The task — Rewrite every line of the data below as a JSON list of strings, one string per line, with blank lines omitted.

──────── Given data

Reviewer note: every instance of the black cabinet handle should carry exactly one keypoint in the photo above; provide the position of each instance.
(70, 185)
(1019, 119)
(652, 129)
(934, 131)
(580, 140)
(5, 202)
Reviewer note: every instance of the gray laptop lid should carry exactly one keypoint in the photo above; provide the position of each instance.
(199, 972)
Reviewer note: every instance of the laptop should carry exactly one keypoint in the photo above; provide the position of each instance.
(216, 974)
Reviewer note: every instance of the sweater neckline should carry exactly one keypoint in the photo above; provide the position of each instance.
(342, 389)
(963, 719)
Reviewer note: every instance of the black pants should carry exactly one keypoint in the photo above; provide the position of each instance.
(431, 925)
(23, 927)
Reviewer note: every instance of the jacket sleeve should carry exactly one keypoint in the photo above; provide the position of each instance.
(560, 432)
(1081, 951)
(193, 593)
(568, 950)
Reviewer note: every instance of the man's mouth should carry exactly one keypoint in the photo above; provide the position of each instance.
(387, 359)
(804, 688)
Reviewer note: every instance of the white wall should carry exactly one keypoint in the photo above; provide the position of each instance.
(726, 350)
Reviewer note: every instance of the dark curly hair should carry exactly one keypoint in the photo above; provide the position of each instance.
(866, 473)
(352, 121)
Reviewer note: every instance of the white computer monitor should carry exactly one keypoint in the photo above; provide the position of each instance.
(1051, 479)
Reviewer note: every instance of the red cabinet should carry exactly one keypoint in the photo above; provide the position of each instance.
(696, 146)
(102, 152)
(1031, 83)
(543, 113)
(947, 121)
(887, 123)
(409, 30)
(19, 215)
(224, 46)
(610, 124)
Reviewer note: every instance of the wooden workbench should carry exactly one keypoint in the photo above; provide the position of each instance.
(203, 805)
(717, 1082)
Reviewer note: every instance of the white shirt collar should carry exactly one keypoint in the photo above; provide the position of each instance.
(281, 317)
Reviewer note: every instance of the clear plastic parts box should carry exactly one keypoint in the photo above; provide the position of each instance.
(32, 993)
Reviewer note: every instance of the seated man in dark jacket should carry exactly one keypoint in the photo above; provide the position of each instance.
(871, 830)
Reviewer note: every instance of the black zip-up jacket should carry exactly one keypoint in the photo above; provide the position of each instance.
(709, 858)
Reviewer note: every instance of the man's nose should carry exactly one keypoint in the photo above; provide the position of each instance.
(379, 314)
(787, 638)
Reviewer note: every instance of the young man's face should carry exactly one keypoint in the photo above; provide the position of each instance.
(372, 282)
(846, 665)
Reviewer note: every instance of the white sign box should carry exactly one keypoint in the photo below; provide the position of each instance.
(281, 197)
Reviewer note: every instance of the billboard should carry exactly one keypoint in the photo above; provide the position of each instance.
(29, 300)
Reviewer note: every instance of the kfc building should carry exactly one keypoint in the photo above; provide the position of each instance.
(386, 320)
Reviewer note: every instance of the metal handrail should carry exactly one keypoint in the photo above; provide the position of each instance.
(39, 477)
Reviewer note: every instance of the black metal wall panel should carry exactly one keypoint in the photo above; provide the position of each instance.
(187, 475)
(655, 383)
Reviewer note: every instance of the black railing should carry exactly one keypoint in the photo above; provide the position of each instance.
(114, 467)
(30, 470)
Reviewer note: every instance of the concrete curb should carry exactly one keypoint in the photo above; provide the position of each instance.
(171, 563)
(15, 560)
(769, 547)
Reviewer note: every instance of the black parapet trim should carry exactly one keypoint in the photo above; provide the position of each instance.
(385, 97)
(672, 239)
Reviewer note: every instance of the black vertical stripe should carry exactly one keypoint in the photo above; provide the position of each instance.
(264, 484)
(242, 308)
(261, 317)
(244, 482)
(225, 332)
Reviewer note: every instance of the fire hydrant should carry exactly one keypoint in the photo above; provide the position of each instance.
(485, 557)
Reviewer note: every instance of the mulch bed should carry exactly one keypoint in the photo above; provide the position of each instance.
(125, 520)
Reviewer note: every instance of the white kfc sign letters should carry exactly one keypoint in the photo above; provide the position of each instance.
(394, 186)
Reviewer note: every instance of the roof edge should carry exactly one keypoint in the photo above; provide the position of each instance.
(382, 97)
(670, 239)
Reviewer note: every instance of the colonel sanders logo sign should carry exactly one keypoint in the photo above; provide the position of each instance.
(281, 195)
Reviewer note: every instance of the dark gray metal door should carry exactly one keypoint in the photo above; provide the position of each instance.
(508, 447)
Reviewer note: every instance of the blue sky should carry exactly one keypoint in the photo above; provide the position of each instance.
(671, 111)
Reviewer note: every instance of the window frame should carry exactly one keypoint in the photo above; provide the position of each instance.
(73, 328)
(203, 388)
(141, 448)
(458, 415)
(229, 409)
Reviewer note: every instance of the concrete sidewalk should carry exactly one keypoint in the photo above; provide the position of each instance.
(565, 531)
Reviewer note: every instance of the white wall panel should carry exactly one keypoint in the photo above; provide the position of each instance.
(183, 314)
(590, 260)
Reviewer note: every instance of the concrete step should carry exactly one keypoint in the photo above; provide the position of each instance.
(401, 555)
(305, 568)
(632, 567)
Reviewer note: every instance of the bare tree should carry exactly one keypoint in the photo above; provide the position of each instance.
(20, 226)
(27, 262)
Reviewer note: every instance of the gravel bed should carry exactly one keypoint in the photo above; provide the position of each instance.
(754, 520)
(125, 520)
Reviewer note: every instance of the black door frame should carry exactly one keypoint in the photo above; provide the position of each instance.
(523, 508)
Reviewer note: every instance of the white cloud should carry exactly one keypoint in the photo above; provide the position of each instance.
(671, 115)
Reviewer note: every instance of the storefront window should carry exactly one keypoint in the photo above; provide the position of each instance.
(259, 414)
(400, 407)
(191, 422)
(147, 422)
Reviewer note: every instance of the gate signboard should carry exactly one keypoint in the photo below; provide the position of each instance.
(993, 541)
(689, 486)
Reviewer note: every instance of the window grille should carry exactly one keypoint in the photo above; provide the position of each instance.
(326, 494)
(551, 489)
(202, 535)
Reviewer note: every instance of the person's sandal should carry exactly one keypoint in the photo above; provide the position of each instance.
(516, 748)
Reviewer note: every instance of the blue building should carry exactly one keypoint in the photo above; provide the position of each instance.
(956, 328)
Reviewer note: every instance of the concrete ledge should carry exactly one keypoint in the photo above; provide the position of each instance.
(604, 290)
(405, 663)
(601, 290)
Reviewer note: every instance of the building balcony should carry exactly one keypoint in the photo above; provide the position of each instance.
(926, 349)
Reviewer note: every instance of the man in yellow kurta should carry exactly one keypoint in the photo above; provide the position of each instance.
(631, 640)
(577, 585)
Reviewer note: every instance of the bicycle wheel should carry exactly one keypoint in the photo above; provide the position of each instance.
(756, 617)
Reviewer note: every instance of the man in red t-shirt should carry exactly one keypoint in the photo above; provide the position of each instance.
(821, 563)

────────────────

Problem solution —
[
  "Reviewer note: every instance of the black cabinet handle should carry exactly one keypoint in the photo above; provide the position of each instance.",
  "(70, 185)",
  "(1019, 119)",
  "(652, 129)",
  "(934, 131)",
  "(580, 140)",
  "(5, 202)",
  "Reviewer note: every instance of the gray laptop lid should carry exactly one keypoint in the photo above; provide the position of each instance.",
  "(199, 972)",
  "Reviewer note: every instance of the laptop should carry exactly one keypoint in the photo above; provide the position of each instance.",
  "(216, 974)",
  "Reviewer note: every instance of the sweater neckline should carry exactly one keypoint in the photo above; provide the position of each instance.",
  "(342, 389)",
  "(963, 719)",
  "Reviewer note: every instance of the black pants should carry exactly one keypoint in the photo above; provide the position of each instance.",
  "(431, 925)",
  "(23, 927)",
  "Reviewer note: every instance of the jacket sleeve should carry exactly one keypoint in the photo above; provide the position of each instance.",
  "(560, 432)",
  "(1081, 951)",
  "(193, 593)",
  "(568, 950)",
  "Reviewer note: every instance of the man's mouth should carry exactly one keypoint in the photo above; provide the position of each instance.",
  "(387, 359)",
  "(804, 688)",
  "Reviewer note: every instance of the white wall should carry exactly one keypoint in the photo above; provide the position of each instance.",
  "(726, 350)",
  "Reviewer note: every instance of the dark curly hair should carry exactly one keypoint in the photo above; provide the position of each instance.",
  "(866, 473)",
  "(352, 121)",
  "Reviewer note: every instance of the white computer monitor should carry exactly one keypoint in the photo above; provide the position of each instance.",
  "(1051, 479)",
  "Reviewer note: every instance of the red cabinet should carry exactly one keypoint in the photo above; provide the position of each instance.",
  "(696, 146)",
  "(102, 152)",
  "(1031, 83)",
  "(543, 113)",
  "(947, 121)",
  "(887, 123)",
  "(409, 30)",
  "(19, 215)",
  "(224, 46)",
  "(610, 124)",
  "Reviewer note: every instance of the wooden workbench should carry exactly one keypoint in the photo above; provide the position of each instance.",
  "(203, 805)",
  "(717, 1082)",
  "Reviewer note: every instance of the white shirt collar should carry exactly one keypoint in the photo above; provide the position of each instance.",
  "(281, 317)",
  "Reviewer note: every instance of the clear plastic parts box should carry exactly one keypoint in the photo above; provide the position of each instance.",
  "(32, 993)",
  "Reviewer note: every instance of the seated man in dark jacket should carry exactly one keypoint in the photo above; provide the position of each instance.",
  "(871, 830)",
  "Reviewer note: every instance of the black zip-up jacket should carry exactly one keypoint in the photo above; provide the position of each instance.",
  "(709, 858)",
  "Reviewer note: every instance of the man's nose should carry exactly one keypoint in the photo above; provide the position of each instance.",
  "(379, 314)",
  "(787, 638)",
  "Reviewer note: every instance of the young man's face should carry exactly one keypoint in the photo above; provide the position of each instance.",
  "(372, 282)",
  "(846, 665)",
  "Reviewer note: every instance of the white sign box should carry exactly one keypoint in the photo below; provide the position of each instance.",
  "(281, 197)",
  "Reviewer note: every instance of the billboard should carry exactly one keypoint in the photo above; provide the position of each instance.",
  "(29, 300)",
  "Reviewer note: every instance of the kfc building should carry exactly one keypoint in the photo above; provide the position of each instance.",
  "(386, 320)",
  "Reviewer note: every instance of the metal handrail should carry exactly one keypoint in the photo above; provide the position of each instance.",
  "(39, 477)",
  "Reviewer note: every instance of the black metal wall panel should carry exactly one keypoint in the photo above; provide the position of each instance.",
  "(187, 475)",
  "(655, 383)",
  "Reviewer note: every instance of the black railing should carry exactly one keypoint in the photo above; provide the position of each instance.",
  "(114, 467)",
  "(30, 470)",
  "Reviewer note: every instance of the concrete curb should carry exactly one keypoint in the photo above; provide the position of each instance.",
  "(171, 563)",
  "(15, 560)",
  "(769, 547)",
  "Reviewer note: every instance of the black parapet trim should carry exactly one keypoint in the photo above; provide the position of each instance.",
  "(385, 97)",
  "(672, 239)",
  "Reviewer note: every instance of the black vertical stripe should carry exactly one keypoint in the photo above; provide the position of each instance.",
  "(264, 484)",
  "(242, 308)",
  "(261, 317)",
  "(244, 482)",
  "(225, 332)",
  "Reviewer note: every instance of the fire hydrant should carry exactly one keypoint in the photo above; provide the position of each instance.",
  "(485, 557)",
  "Reviewer note: every instance of the mulch bed should carry exactly one keypoint in the photo above; provide the position of each instance.",
  "(125, 520)",
  "Reviewer note: every instance of the white kfc sign letters should carry exactly one keypoint in the photo above; provide the position of each instance.",
  "(394, 186)",
  "Reviewer note: every instance of the roof edge should carry exactly one keypoint in the photo above; provide the position of each instance.",
  "(382, 97)",
  "(670, 239)",
  "Reviewer note: every instance of the colonel sanders logo sign should carry exactly one keypoint in the photo above; provide the position of each instance.",
  "(281, 195)",
  "Reviewer note: every instance of the dark gray metal door should carry exactly one keypoint in the photo above; provide the position of each instance.",
  "(508, 447)",
  "Reviewer note: every instance of the blue sky should carry exactly one keypoint in the photo above; provide the position of each instance.",
  "(671, 111)",
  "Reviewer note: every instance of the window frame should carry exactly one keypoint in the photo above; provide the position of each instance.",
  "(73, 328)",
  "(203, 388)",
  "(141, 448)",
  "(458, 415)",
  "(229, 409)",
  "Reviewer note: every instance of the concrete sidewalk should carry exactly one keypoint in the photo above; provide the position of each instance.",
  "(565, 531)",
  "Reviewer note: every instance of the white wall panel should carry exactly one keypoint in the photo above; provide the position of each instance.",
  "(183, 314)",
  "(590, 260)",
  "Reviewer note: every instance of the concrete step should carry exactly one keypoint in the photo above; provide the position of each instance.",
  "(401, 555)",
  "(305, 568)",
  "(632, 567)",
  "Reviewer note: every instance of the bare tree should carry exactly one keypoint in the photo above; provide the position of each instance.",
  "(20, 226)",
  "(27, 262)",
  "Reviewer note: every instance of the gravel bed should carry exactly one keypoint in the photo above; provide the position of each instance.",
  "(754, 520)",
  "(125, 520)",
  "Reviewer note: every instance of the black door frame should carry exactly one keypoint in the photo above; provide the position of each instance.",
  "(523, 508)",
  "Reviewer note: every instance of the white cloud should carry exactly one keypoint in the photo above; provide the position of each instance.",
  "(671, 115)",
  "Reviewer note: every instance of the storefront window should carry exactly one keypoint in the photo above; provide the position of each instance.",
  "(259, 414)",
  "(400, 407)",
  "(191, 422)",
  "(147, 422)",
  "Reviewer note: every instance of the gate signboard should carry exactly one keypoint in the photo below; provide the position of each instance.",
  "(993, 541)",
  "(689, 486)",
  "Reviewer note: every instance of the window grille should carry exactly one keypoint in the photo above; provide the position of each instance.",
  "(326, 494)",
  "(551, 489)",
  "(202, 535)",
  "Reviewer note: every instance of the person's sandal should carry exactly one keypoint in the photo above; provide the position of each instance.",
  "(516, 748)",
  "Reviewer note: every instance of the blue building should carry exactly one keypoint in the photo above; provide the position of each instance.",
  "(956, 328)",
  "Reviewer note: every instance of the concrete ledge should carry exactly one keypoint in the photo above; provide the position of each instance.",
  "(604, 290)",
  "(405, 663)",
  "(601, 290)",
  "Reviewer note: every instance of the building balcony should carry exactly one keypoint in the photo above; provide the position of each instance.",
  "(926, 349)",
  "Reviewer note: every instance of the man in yellow kurta should carry exactly one keypoint in the photo above; provide the position of each instance.",
  "(631, 640)",
  "(577, 585)",
  "Reviewer note: every instance of the bicycle wheel should carry exactly one keypoint in the photo above; provide the position of each instance.",
  "(756, 617)",
  "Reviewer note: every instance of the man in red t-shirt should carry exactly one keypoint in the photo above; provide the position of each instance.",
  "(821, 563)"
]